- [GIVEN DATA]:
- - -
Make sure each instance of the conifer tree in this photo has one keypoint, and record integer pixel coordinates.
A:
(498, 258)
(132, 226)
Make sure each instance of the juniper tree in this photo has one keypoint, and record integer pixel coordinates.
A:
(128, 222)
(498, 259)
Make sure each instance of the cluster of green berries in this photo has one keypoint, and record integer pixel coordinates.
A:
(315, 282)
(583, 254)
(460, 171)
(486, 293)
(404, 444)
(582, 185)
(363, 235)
- - -
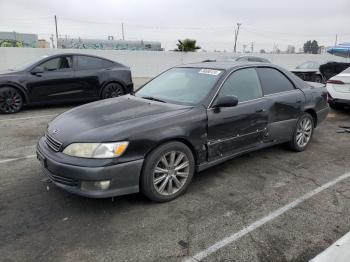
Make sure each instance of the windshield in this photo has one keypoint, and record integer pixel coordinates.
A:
- - -
- [WORK INSTRUCTIONS]:
Go through the listing above and pull out each line containing the word "pixel".

- [RESPONSE TO THE TASK]:
Make sure each instance of the conifer tree in this photo has one keypoint, and record integer pixel coordinates.
Make sure each instance of the juniper tree in this photo has one keypoint, and record integer pixel coordinates.
Make sure each instance of the cluster of green berries in this photo has one keypoint, and record integer pixel coordinates.
Make sure each instance of the windshield in this photo has one keypoint, and record integer pixel coordinates.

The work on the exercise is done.